Exercises to complete:
A: From the article on Alphabet's layoffs, write out the passage that opens with the words containing "In a letter" and closes with "from their payrolls.".
B: Continue the article on Alphabet's layoffs, picking up after its final sentence.

++++ Text for analysis

Investors wondering if Alphabet (GOOG 0.74%) (GOOGL 0.55%) would join other big tech companies in announcing mass layoffs finally got their answer.

The Google parent said Friday morning that it would let go of 12,000 employees, cutting roughly 6% of its workforce. The decision comes as the company's revenue growth slowed significantly throughout 2022 and as profits fell sharply, even as head count jumped roughly 24% to 187,000 over the past year.

In a letter to employees shared publicly, CEO Sundar Pichai acknowledged the same reality that his fellow tech chiefs had, saying: "Over the past two years we've seen periods of dramatic growth. To match and fuel that growth, we hired for a different economic reality than the one we face today." He also said the move would give the company additional resources to focus on artificial intelligence (AI).

With the growth of the business slowing significantly, it makes sense for the company to trim its workforce and shift its priorities.

A person touching an internet search bar.

Image source: Getty Images.

Keeping up with the competition

Alphabet's announcement comes after news that many of its closest competitors, Amazon, Meta Platforms, and Microsoft, are each cutting 10,000 employees or more from their payrolls.

It's unclear if Alphabet would have announced the layoffs if its peers hadn't, but those moves by its rivals essentially forced its hand. Alphabet needs to stay lean and drive profitability in order to keep up with its competition.

Alphabet has long had a reputation among some investors for being bloated and undisciplined with its spending. Its losses on other bets, which include moon shot ideas like the Waymo autonomous vehicle technology, grow each year without delivering significant revenue. In its most recent quarter, the company lost $1.6 billion on other bets and brought in just $209 million in the segment.

Similarly, while Microsoft Azure and Amazon Web Services bring in truckloads of profits for those companies, Google Cloud is still losing money, posting a shortfall of $700 million in the third quarter. Though Google Cloud is growing fast on the top line, both AWS and Azure were profitable when they were smaller than Google Cloud is today, a sign that Alphabet's cloud business is less efficient or can't compete with the larger cloud infrastructure services.

Despite its wide operating margin and ample competitive advantages, the stock currently trades at a modest discount to the S&P 500, indicating investors are taking a dim view of its future profit growth. The stock has also attracted the attention of activist investor TCI, which urged management to cut costs and head count.

++++++++
++++ Provided data

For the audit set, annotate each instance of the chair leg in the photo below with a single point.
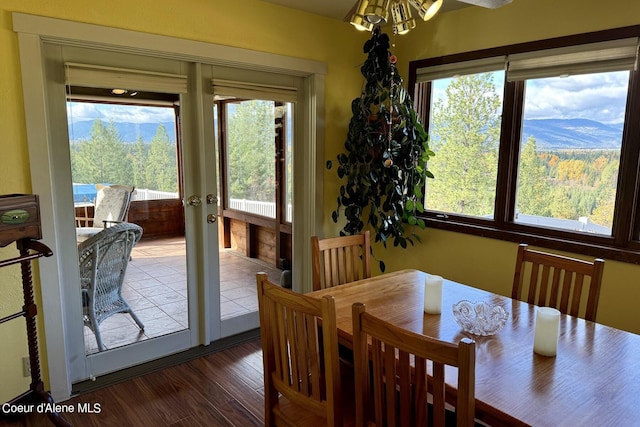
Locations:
(136, 319)
(96, 332)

++++++++

Task-by-task answers:
A:
In a letter to employees shared publicly, CEO Sundar Pichai acknowledged the same reality that his fellow tech chiefs had, saying: "Over the past two years we've seen periods of dramatic growth. To match and fuel that growth, we hired for a different economic reality than the one we face today." He also said the move would give the company additional resources to focus on artificial intelligence (AI).

With the growth of the business slowing significantly, it makes sense for the company to trim its workforce and shift its priorities.

A person touching an internet search bar.

Image source: Getty Images.

Keeping up with the competition

Alphabet's announcement comes after news that many of its closest competitors, Amazon, Meta Platforms, and Microsoft, are each cutting 10,000 employees or more from their payrolls.

B:
Alphabet has grown to be a trillion-dollar company because of its search monopoly and prowess across digital advertising including YouTube, but now even that business is under threat from the emergence of OpenAI's ChatGPT, which has partnered with Microsoft to launch a ChatGPT-powered version of Bing, according to media reports.

A pivot to AI

Pichai's letter was also notable because he called out AI as the company's next frontier, and said the layoffs are designed to reflect the company's new priorities. He also teased new product releases, saying, "We're getting ready to share some entirely new experiences for users, developers, and businesses, too" in reference to AI.

The company's investments in artificial intelligence are well known. They include its AI subsidiary DeepMind, and LaMDA, the large language model that is similar to ChatGPT but even stronger, according to some reports.

While it may have the AI technology capabilities, Alphabet hasn't been able to monetize its AI investments in a meaningful way. It's been reluctant to deploy LaMDA to the public because it's not always accurate, and also because Alphabet doesn't want to undermine its search advertising business model, which drives roughly half of its profits.

With the new threat from Microsoft and OpenAI, revenue growth slowing, and profits falling, Alphabet will have to take real risks, and the layoffs seem to be the first indication that management understands that. Investors cheered the news, sending the stock up 5%, a sign they want to see a more disciplined Alphabet.

We could learn more about the new AI experiences the company has planned in its Feb. 2 earnings report, but the company needs to move on to the next frontier in technology. Investors are ready to reward it for making bold moves, and the stock is cheap for a company with Alphabet's potential. It's time for Pichai to unleash it.